Records from a dataset
○ ○ ○ ○
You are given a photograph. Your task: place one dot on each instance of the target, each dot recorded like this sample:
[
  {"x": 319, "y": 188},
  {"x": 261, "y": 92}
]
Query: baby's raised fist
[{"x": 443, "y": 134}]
○ ○ ○ ○
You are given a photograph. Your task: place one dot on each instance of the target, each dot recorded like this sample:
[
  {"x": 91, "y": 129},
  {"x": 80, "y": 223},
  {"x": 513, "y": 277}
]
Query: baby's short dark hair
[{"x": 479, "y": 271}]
○ ○ ○ ○
* _To do_
State only the number of lines in the records that contain the word "baby".

* _Problem solution_
2